Restate the data below word for word. Leave the images out.

##### PROVIDED RECORDS

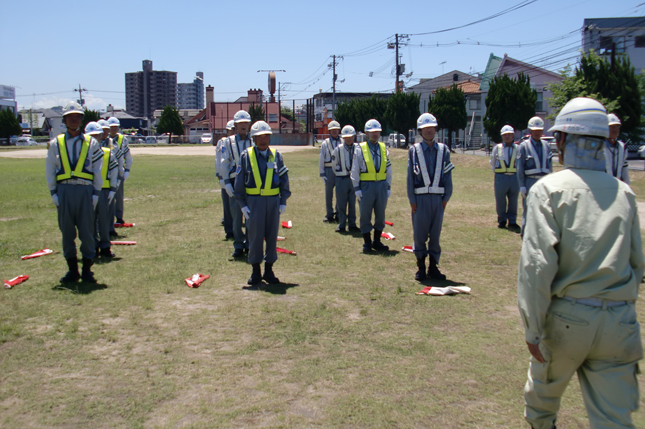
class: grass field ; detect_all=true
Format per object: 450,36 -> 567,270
1,149 -> 645,428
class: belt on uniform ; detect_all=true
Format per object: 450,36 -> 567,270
496,172 -> 516,176
59,179 -> 92,186
324,162 -> 333,167
561,296 -> 632,308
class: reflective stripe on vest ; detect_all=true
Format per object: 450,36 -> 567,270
494,144 -> 517,173
359,142 -> 387,181
116,134 -> 124,149
524,139 -> 550,176
604,142 -> 625,179
227,135 -> 251,178
324,138 -> 339,167
101,147 -> 111,189
336,144 -> 354,176
413,142 -> 445,195
56,134 -> 93,181
246,147 -> 280,196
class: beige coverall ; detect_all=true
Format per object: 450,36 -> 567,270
518,168 -> 645,429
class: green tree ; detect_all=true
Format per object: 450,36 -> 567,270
82,108 -> 100,129
156,105 -> 184,143
384,91 -> 420,147
548,50 -> 642,143
428,85 -> 467,150
280,106 -> 294,122
334,95 -> 389,136
249,103 -> 265,124
0,108 -> 22,140
484,72 -> 537,143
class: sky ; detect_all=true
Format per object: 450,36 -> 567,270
2,0 -> 644,112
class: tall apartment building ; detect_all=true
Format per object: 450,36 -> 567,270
177,72 -> 204,110
125,60 -> 177,118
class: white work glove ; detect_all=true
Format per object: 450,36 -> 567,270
123,171 -> 130,181
51,194 -> 59,207
355,190 -> 362,202
520,187 -> 527,198
321,176 -> 327,184
107,191 -> 115,204
279,205 -> 286,215
241,206 -> 251,220
219,179 -> 225,189
225,183 -> 234,197
387,190 -> 391,198
92,195 -> 99,210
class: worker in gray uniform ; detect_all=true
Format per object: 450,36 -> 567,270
331,125 -> 359,233
86,122 -> 118,258
46,103 -> 104,283
234,121 -> 290,285
221,110 -> 253,258
490,125 -> 520,231
517,116 -> 552,235
216,120 -> 235,239
604,113 -> 630,183
407,113 -> 454,281
107,117 -> 133,226
319,120 -> 341,222
350,119 -> 392,253
518,97 -> 644,429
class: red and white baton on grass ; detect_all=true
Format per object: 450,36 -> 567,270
401,245 -> 414,253
114,223 -> 135,228
385,221 -> 394,226
185,273 -> 210,288
110,241 -> 137,245
381,232 -> 395,240
281,220 -> 292,229
4,275 -> 29,289
21,249 -> 53,260
277,247 -> 297,255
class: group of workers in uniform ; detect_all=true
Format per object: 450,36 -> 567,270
46,102 -> 133,283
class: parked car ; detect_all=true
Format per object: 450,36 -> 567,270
638,145 -> 645,159
541,136 -> 556,153
145,136 -> 157,144
156,134 -> 169,144
200,133 -> 213,144
9,135 -> 19,145
387,133 -> 406,148
16,137 -> 38,146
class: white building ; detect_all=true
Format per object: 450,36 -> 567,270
583,17 -> 645,74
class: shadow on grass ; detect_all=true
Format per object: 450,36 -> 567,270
52,282 -> 108,294
419,278 -> 467,287
242,282 -> 299,295
94,257 -> 122,264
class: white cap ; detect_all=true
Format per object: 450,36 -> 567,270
233,110 -> 251,123
417,113 -> 438,129
84,121 -> 102,135
341,125 -> 356,137
364,119 -> 382,132
107,117 -> 120,127
250,120 -> 272,137
500,125 -> 514,135
328,120 -> 341,130
548,97 -> 609,138
528,116 -> 544,130
63,102 -> 84,117
607,113 -> 621,126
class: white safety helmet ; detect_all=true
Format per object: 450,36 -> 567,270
62,102 -> 84,117
233,110 -> 251,123
500,125 -> 514,135
417,113 -> 438,129
328,120 -> 341,130
225,120 -> 235,130
98,119 -> 110,129
527,116 -> 544,130
341,125 -> 356,137
364,119 -> 382,132
548,97 -> 609,138
607,113 -> 621,126
84,121 -> 102,136
107,117 -> 120,127
250,120 -> 272,137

##########

▶ ANSWER FOR THIS EXERCISE:
class: grass field ; detect_all=true
Format per object: 450,36 -> 567,270
1,149 -> 645,428
class: belt on uniform ; detect_all=true
Format per object: 450,36 -> 567,270
496,172 -> 516,176
59,179 -> 92,186
324,162 -> 333,167
561,296 -> 632,308
class: reflective stripe on vest ; detect_all=true
Format per object: 450,36 -> 567,270
494,144 -> 517,173
359,142 -> 387,181
116,134 -> 124,149
524,139 -> 550,176
604,142 -> 625,179
227,135 -> 251,178
324,138 -> 339,167
101,147 -> 111,189
336,144 -> 354,176
413,142 -> 445,195
56,134 -> 93,181
246,147 -> 280,196
class: beige coverall ; detect_all=true
Format per object: 450,36 -> 567,270
518,168 -> 645,429
class: green tree ; detect_all=true
Format per object: 450,36 -> 567,270
82,108 -> 100,129
156,105 -> 184,143
384,91 -> 420,147
548,50 -> 642,143
428,85 -> 467,150
280,106 -> 294,122
334,95 -> 389,136
249,103 -> 265,124
0,108 -> 22,140
484,72 -> 537,143
class: sky ; detect_all=true
Format per object: 450,36 -> 567,270
2,0 -> 644,112
class: tall apartment building ; detect_all=true
Format per object: 450,36 -> 567,270
177,72 -> 204,110
125,60 -> 177,118
class: white work glove ; detect_all=true
Format per object: 450,36 -> 567,270
123,171 -> 130,181
51,194 -> 59,207
355,190 -> 362,202
520,187 -> 527,198
321,176 -> 327,184
107,191 -> 115,204
279,205 -> 286,215
241,206 -> 251,220
219,179 -> 225,189
225,183 -> 234,197
387,190 -> 391,198
92,195 -> 99,210
class: worker in gray uniform ; detect_all=true
Format per object: 450,36 -> 567,270
331,125 -> 359,233
86,122 -> 118,258
46,103 -> 104,283
234,121 -> 290,285
221,110 -> 253,258
490,125 -> 520,231
517,116 -> 552,235
216,120 -> 235,239
604,113 -> 630,183
407,113 -> 454,281
107,117 -> 133,226
319,120 -> 341,222
350,119 -> 392,253
518,97 -> 644,429
class: red and white baton on grass ; detect_all=true
Format per object: 450,36 -> 567,270
401,245 -> 414,253
114,223 -> 135,228
385,221 -> 394,226
185,273 -> 210,288
110,241 -> 137,245
381,232 -> 395,240
281,220 -> 292,229
4,275 -> 29,289
21,249 -> 53,260
277,247 -> 297,255
class: group of workers in uniform ; detect_all=true
Format per object: 450,36 -> 567,270
46,102 -> 133,283
class: parked car ; detect_all=true
Format per object: 450,36 -> 567,270
638,145 -> 645,159
541,136 -> 556,153
145,136 -> 157,144
156,134 -> 169,144
200,133 -> 213,144
9,135 -> 19,145
387,133 -> 406,148
16,137 -> 38,146
class: white building ; detect_all=true
Format per object: 450,36 -> 567,270
583,17 -> 645,74
class: shadow on grass ; detect_all=true
Format per object: 450,36 -> 567,270
52,282 -> 108,294
419,278 -> 467,287
242,282 -> 299,295
94,257 -> 122,264
class: white cap ; detect_all=true
Format per object: 450,36 -> 567,270
233,110 -> 251,123
417,113 -> 438,129
84,121 -> 102,135
341,125 -> 356,137
364,119 -> 382,132
107,117 -> 120,127
250,120 -> 272,137
500,125 -> 514,135
328,120 -> 341,130
548,97 -> 609,138
528,116 -> 544,130
63,102 -> 84,117
607,113 -> 621,126
class: white safety helmet ; detect_all=true
Format per object: 450,36 -> 567,270
62,102 -> 84,117
233,110 -> 251,123
500,125 -> 514,135
417,113 -> 438,129
328,120 -> 341,130
225,120 -> 235,130
98,119 -> 110,129
527,116 -> 544,130
341,125 -> 356,137
364,119 -> 382,132
548,97 -> 609,138
607,113 -> 621,126
84,121 -> 102,136
107,117 -> 120,127
250,120 -> 272,137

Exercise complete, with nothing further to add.